What is needed is a faithful copy of all the entries, with no pictures in it.

SUPPLIED RECORDS Block Start

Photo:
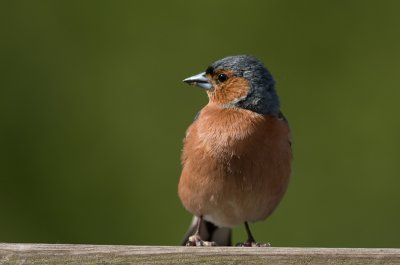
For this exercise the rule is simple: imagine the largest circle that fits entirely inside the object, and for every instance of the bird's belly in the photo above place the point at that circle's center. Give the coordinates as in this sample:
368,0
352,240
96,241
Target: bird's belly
232,192
235,174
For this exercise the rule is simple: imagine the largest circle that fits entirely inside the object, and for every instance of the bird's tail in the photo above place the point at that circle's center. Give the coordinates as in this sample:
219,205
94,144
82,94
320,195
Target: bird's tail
222,236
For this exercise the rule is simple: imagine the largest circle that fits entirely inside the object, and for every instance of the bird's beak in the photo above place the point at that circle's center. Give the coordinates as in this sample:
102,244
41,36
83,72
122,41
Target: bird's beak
199,80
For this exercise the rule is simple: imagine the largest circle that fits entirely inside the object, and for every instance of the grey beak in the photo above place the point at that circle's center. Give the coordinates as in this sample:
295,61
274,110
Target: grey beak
199,80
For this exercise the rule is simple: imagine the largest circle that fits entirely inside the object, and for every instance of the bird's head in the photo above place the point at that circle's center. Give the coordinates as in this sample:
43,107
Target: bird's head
239,82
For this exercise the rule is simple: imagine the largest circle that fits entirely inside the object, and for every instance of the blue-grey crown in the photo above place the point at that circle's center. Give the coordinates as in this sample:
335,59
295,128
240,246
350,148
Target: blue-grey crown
262,97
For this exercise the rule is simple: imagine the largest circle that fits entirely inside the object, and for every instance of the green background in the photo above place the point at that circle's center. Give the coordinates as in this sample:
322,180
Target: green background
93,113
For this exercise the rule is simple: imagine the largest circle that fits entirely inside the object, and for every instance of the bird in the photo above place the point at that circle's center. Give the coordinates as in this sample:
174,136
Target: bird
237,153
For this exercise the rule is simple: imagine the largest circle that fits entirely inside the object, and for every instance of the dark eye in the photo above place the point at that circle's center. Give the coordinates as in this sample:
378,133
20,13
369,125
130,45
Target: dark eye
222,77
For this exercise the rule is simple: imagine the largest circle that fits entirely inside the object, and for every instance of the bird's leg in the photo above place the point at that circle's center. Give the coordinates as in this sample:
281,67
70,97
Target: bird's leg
251,242
196,240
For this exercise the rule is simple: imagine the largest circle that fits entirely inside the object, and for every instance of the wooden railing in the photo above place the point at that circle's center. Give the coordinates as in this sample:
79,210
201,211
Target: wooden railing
105,254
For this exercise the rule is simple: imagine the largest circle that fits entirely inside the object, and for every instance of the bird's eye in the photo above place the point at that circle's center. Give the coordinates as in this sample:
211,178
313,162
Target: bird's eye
222,77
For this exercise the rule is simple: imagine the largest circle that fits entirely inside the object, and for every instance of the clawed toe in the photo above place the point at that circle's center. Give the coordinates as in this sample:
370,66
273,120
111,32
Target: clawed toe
253,244
195,241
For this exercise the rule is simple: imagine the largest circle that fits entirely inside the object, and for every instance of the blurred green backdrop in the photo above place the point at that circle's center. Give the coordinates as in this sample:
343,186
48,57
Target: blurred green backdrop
93,112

SUPPLIED RECORDS Block End

■ THE ANSWER:
Photo:
For this exercise the rule is simple: imagine the largest circle that fits entirely inside the object, and for every instance of the bird's belly in the photo above place the point at that circle's center. Give the coordinates as in this sample:
368,0
352,240
96,241
Target: bird's belly
232,192
235,174
For this exercise the rule is simple: imagine the largest circle that fits entirely inside the object, and for every instance of the bird's tail in the photo above place the point at that circle's center. Give the coordinates as in this sample:
219,205
94,144
82,94
320,195
Target: bird's tail
222,236
For this exercise the rule is simple: imagine the largest circle that fits entirely inside the object, and for every instance of the bird's beak in the photo above place the point at that circle's center. Give the coordinates as in this sample:
102,244
41,36
83,72
122,41
Target: bird's beak
199,80
For this exercise the rule is simple: imagine the largest circle that fits entirely inside the object, and for every instance of the grey beak in the photo above place the point at that circle's center. Give the coordinates as in this sample:
295,61
274,110
Target: grey beak
199,80
For this exercise the rule is simple: imagine the largest circle that fits entirely inside the object, and for every instance of the bird's head in the photo above place the point at that circle's center. Give the coordinates as in this sample:
43,107
Target: bird's head
239,82
For this exercise the rule is simple: imagine the largest circle that fits entirely inside the object, and for every instance of the blue-grey crown in the photo above place the point at that circle's center. Give the coordinates as in this sample:
335,59
295,128
240,246
350,148
Target: blue-grey crown
262,97
For this exercise the rule is simple: imagine the largest circle that fits entirely inside the object, and for every instance of the green background in the photo above place the point at that circle's center. Give the coordinates as in this sample:
322,180
Target: green background
93,113
For this exercise the rule is simple: imagine the largest circle that fits entirely inside the object, and for every instance of the bird in the photo above place the point at that circle's center. Give the coordinates as in this sample:
174,136
Target: bird
237,153
For this exercise the rule is simple: imagine the largest circle that fits entirely inside the object, and for every instance of the dark eye in the photo above place the point at that circle's center. Give the coordinates as in this sample:
378,133
20,13
369,125
130,45
Target: dark eye
222,77
For this exercise the rule is simple: imagine the largest circle that fits entirely inside the object, and for every instance of the bird's leg in the photo above place the point at that circle's center. Give the coordinates as in this sample:
281,67
70,97
Target: bird's leg
251,242
196,240
For this exercise the rule is simple: imagine the largest circle that fits entirely inside the object, and for every instance of the wooden railing in the photo above place the point at that circle's center. Give the coordinates as in this sample:
79,210
201,211
Target: wooden railing
105,254
For this exercise the rule is simple: imagine the largest circle that fits entirely inside the object, and for every instance of the bird's eye in the photo above place the point at that circle's center. Give the coordinates as in this sample:
211,178
313,162
Target: bird's eye
222,77
For this exercise the rule is simple: imagine the largest circle that fits entirely inside the object, and for every instance of the clawed toe in the photo above place the point at that circle's center. Give the coordinates as in this sample:
370,66
273,120
111,32
Target: clawed toe
253,244
195,241
For this exercise the rule is simple: imagine the largest circle that fits entirely inside the object, and for every instance of the blurred green backdrop in the photo above place the point at that circle's center. Give the coordinates as in this sample:
343,186
48,57
Target: blurred green backdrop
93,112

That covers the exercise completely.